-- START Data records --

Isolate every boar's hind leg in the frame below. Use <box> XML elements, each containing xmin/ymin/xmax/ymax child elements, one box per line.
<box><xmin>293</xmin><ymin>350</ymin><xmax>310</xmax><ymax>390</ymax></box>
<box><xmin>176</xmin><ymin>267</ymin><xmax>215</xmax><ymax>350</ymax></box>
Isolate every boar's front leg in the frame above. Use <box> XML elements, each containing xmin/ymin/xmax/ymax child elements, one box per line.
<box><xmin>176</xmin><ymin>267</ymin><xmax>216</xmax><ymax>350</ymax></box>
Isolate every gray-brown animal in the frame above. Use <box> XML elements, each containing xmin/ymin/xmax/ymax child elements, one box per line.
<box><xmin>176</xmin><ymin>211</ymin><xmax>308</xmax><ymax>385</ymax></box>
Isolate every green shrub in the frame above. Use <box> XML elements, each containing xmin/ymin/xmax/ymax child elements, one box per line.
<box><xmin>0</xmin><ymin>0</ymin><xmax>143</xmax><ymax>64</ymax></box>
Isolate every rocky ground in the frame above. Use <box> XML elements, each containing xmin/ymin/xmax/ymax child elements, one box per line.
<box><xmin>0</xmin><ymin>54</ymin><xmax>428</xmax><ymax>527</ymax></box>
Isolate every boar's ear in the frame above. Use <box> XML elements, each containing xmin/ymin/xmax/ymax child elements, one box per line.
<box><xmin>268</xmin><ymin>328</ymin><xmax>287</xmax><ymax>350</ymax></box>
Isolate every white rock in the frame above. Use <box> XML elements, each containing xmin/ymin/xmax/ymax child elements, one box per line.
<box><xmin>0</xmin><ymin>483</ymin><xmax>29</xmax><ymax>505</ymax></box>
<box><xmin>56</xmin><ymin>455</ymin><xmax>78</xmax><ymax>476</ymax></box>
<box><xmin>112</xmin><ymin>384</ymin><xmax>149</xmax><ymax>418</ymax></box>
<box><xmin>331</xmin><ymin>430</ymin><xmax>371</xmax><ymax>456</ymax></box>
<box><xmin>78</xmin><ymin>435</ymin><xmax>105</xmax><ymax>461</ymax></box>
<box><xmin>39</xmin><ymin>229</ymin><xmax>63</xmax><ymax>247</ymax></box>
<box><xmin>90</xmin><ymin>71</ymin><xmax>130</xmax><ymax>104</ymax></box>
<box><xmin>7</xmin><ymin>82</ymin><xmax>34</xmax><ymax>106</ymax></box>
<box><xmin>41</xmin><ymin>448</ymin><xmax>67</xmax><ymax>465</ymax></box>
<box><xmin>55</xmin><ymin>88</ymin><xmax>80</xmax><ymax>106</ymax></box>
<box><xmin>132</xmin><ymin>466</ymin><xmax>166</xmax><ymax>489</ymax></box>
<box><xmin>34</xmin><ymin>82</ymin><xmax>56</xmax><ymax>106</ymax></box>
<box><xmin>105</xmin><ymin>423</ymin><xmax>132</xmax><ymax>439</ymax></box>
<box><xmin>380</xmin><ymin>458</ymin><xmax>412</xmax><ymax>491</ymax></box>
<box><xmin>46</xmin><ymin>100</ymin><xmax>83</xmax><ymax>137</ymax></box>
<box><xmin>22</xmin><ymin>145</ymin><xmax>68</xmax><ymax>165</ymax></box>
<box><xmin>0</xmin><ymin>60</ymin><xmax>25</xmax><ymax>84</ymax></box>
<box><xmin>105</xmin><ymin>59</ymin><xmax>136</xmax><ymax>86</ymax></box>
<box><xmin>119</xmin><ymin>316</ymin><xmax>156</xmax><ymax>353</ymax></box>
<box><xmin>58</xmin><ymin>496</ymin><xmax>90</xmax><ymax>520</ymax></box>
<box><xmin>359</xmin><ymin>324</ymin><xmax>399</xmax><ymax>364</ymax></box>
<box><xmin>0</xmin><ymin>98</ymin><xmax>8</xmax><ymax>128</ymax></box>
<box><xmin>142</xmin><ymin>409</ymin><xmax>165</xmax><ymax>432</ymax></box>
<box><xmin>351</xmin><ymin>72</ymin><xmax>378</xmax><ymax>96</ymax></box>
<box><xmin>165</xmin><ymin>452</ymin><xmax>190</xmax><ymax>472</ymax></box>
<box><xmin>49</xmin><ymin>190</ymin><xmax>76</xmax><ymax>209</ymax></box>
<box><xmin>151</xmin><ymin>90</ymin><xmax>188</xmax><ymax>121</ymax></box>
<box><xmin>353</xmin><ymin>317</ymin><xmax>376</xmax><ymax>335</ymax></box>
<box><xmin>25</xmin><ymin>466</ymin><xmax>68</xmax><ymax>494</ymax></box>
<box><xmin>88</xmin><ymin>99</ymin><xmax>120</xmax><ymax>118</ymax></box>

-- END Data records --

Short exercise:
Copy every line of the records above that includes the string "containing", treating uppercase and lowercase as different.

Exercise result:
Isolate every boar's hind leg in the frame below. Use <box> XML elements, each containing xmin/ymin/xmax/ymax child elements, one box per line.
Isolate every boar's front leg in the frame above. Use <box> XML elements, each containing xmin/ymin/xmax/ymax child elements, one box per line.
Isolate every gray-brown animal in the frame above. Use <box> XML elements, each containing xmin/ymin/xmax/ymax child elements, one box per line.
Isolate every green shrub in the frame above. Use <box> XML elements, each containing xmin/ymin/xmax/ymax child elements, one box per line.
Isolate every rocky ground in the frame above. Use <box> XML elements, each containing xmin/ymin/xmax/ymax child elements, one box per line.
Isolate every boar's ear in the frame above. Use <box> XML elements, each containing xmin/ymin/xmax/ymax child elements, one box per line.
Isolate every white rock in the frame above. Use <box> XML elements, each containing xmin/ymin/xmax/ymax child elements, one box per line.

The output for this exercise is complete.